### YOUR TASKS
A: Extract the stretch of the essay about the barber and the tattoo from "As it turns" through "shouldn’t wear it.".
B: In the essay about the barber and the tattoo, how old was the barber the first time he went to jail in Syria?
C: Write what follows in the essay about the barber and the tattoo, starting after its last sentence.

[Start ARTICLE]

As it turns out, a conversation with my barber showed me the right path. A Syrian immigrant with tattoos down his arms, he helped me translate what I wanted it to say. He also put me at ease—it is a tattoo after all, and if you second guess your decision you probably shouldn’t wear it.

He should know. His is the story so common to the Middle Eastern diaspora—fleeing a country torn apart by Civil War, corrupted by Western disruption and neglected for years. He went to jail twice in Syria, the first time when he was 14, and told me how his strategy for survival was to beat up the biggest inmate as soon as he came in. He came to New Zealand in 2009, a prospect for a Wellington gang chapter and is receiving his colours at the end of the year. Out of the frying pan, into the fire. As an immigrant, he seems to need to reclaim his identity through hyper-masculinity.

I am not Muhammed. We come from vastly different backgrounds. But I saw something in his defiant, steadfast manner, how I imagine my great-grandfather would have had to carry himself: A hard man, from a hard country raising hard sons and daughters. Solo fathers were a rare sight in 1950s New Zealand, let alone Assyrian ones, so he must have stuck out like a sore thumb. He changed his names, “anglicised” them, to try and fit in. Karim to Kareem. Khouri to Koorey.

[End ARTICLE]
[Start DATASET RECORDS]

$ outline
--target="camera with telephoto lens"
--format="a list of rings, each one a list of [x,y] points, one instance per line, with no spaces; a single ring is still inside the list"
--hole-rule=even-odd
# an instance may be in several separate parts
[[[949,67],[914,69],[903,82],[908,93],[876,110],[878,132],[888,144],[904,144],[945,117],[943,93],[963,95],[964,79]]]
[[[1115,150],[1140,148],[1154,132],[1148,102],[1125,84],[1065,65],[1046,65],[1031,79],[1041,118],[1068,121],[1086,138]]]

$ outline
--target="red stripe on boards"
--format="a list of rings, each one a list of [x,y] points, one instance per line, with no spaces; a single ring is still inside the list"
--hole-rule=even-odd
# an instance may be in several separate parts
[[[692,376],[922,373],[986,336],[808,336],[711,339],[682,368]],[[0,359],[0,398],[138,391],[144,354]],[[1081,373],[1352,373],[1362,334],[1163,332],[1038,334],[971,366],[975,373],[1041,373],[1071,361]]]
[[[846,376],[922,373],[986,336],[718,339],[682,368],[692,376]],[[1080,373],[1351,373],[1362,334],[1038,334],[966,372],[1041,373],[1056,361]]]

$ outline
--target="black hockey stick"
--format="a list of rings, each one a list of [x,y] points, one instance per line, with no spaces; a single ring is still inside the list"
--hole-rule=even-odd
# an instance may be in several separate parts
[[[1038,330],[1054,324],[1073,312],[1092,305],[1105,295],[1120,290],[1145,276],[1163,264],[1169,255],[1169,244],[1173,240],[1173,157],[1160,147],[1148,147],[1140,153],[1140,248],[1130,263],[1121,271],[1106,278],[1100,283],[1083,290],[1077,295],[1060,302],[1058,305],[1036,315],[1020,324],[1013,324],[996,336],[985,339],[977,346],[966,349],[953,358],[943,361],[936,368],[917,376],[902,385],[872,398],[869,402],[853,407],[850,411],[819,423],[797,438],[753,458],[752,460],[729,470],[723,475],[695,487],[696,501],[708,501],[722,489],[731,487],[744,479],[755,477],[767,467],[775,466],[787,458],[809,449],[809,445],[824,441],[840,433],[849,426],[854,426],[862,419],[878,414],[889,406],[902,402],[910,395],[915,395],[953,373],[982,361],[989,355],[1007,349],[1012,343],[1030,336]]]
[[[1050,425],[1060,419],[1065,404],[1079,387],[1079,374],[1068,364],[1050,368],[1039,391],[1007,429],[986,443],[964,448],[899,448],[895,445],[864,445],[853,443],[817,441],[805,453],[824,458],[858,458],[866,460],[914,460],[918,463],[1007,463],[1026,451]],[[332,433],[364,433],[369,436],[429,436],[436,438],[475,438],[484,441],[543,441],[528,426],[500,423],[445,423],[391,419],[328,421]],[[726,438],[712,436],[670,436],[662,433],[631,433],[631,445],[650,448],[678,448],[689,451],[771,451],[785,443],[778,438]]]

[End DATASET RECORDS]

### SOLVED PROBLEMS
A:
As it turns out, a conversation with my barber showed me the right path. A Syrian immigrant with tattoos down his arms, he helped me translate what I wanted it to say. He also put me at ease—it is a tattoo after all, and if you second guess your decision you probably shouldn’t wear it.

B: He was 14.

C:
Tattooing my family tree was a way to pay homage to this man I barely know, and try to capture some of the defiant staunchness of the man: The solo provider, playing Dad and Mum. I want people to notice. I want them to look. I want them to feel intimidated.

So it was empowering to see the victim impact statement given by Ahad Nabi after the sentencing of the Christchurch Mosque shooter. The striking image of the muscular man wearing a Warriors jersey, with old English tattoos stamped on his forearms. A muharib with a qalb al’asad. A warrior with the heart of a lion.

Ahad Nabi’s expressions of anger and resolution to not forgive the Christchurch shooter come from a magnitude of grief I will never understand. His grief is his own to deal with, and he should be allowed to express it in the way that helps him to heal.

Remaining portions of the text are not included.